_DIRECTIVE:_ Please copy every one of the entries below word for word, with nothing changed or left out.

_EXCERPTED DATA:_
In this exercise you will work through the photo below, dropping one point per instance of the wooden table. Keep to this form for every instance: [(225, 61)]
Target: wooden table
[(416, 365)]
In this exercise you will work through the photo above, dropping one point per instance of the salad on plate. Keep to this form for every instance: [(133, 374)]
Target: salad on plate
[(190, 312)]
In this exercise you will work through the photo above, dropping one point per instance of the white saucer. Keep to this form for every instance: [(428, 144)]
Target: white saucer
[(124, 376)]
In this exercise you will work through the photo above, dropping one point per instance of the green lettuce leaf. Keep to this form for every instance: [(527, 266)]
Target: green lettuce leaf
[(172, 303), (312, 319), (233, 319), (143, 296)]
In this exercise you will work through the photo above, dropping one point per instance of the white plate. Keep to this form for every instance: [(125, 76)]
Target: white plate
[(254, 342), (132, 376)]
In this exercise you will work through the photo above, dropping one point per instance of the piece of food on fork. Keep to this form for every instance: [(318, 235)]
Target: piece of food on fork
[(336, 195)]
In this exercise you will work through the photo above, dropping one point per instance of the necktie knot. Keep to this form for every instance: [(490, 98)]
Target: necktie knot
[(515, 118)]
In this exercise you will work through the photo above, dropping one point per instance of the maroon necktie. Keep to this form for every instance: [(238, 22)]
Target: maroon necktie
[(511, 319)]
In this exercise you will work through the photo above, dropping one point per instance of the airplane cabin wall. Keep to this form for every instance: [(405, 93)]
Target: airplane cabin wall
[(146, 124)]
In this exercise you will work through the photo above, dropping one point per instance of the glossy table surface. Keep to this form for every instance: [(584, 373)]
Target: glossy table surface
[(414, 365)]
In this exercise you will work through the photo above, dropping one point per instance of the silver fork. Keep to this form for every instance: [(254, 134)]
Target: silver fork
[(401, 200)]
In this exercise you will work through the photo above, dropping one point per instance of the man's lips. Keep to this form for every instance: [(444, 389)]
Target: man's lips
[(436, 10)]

_SOLUTION:_
In this exercise you will work through the photo below, dropping one point per instance of the wooden table. Keep to this form for every instance: [(225, 61)]
Target: wooden table
[(416, 365)]
In this exercise you will work through the photo above, dropping one point per instance of the salad on plate. Keep to this form for every instance: [(133, 374)]
Target: salad on plate
[(190, 312)]
In this exercise you will work through the photo above, dropping one point per instance of the white saucer. Keep to this form for every instance: [(428, 144)]
Target: white saucer
[(124, 376)]
In this exercise you will work through the photo above, dropping one point per instance of the green lettuce leaf. Keep to this form for every instance: [(527, 266)]
Target: green lettuce leaf
[(172, 303), (312, 319), (233, 319), (143, 296)]
In this exercise you will work through the photo above, dropping one point per instance of the white plate. Keep to this form for every instance: [(125, 76)]
Target: white plate
[(254, 342), (132, 376)]
In this exercise you will work through the photo above, dropping one point per instance of the piece of food on fork. Keep to this form for every instance: [(318, 235)]
Target: piece of food on fork
[(336, 195)]
In this exercise you will work through the photo above, dropping one point per instance of the necktie knot. Keep to this form for every instance: [(490, 98)]
Target: necktie knot
[(515, 118)]
In this exercise you will work through the photo above, dropping one point per instance of the maroon necktie. Keep to this form for every instance: [(238, 22)]
Target: maroon necktie
[(511, 319)]
In this exercise you will work through the photo above, dropping one point per instance of the airplane cabin wall. Keep to this form for every instance: [(405, 93)]
Target: airplane cabin wall
[(146, 124)]
In this exercise you will work through the photo above, dropping one point per instance of the glossy table surface. Keep to this form for every instance: [(584, 373)]
Target: glossy table surface
[(414, 365)]
In this exercise you will work through the photo above, dropping one point per instance of the silver fork. Keep to this form for every instance: [(254, 134)]
Target: silver fork
[(401, 200)]
In this exercise you will work through the photo above, dropping one point per instance of the man's lips. Keep to this form for every instance: [(444, 389)]
Target: man's lips
[(436, 10)]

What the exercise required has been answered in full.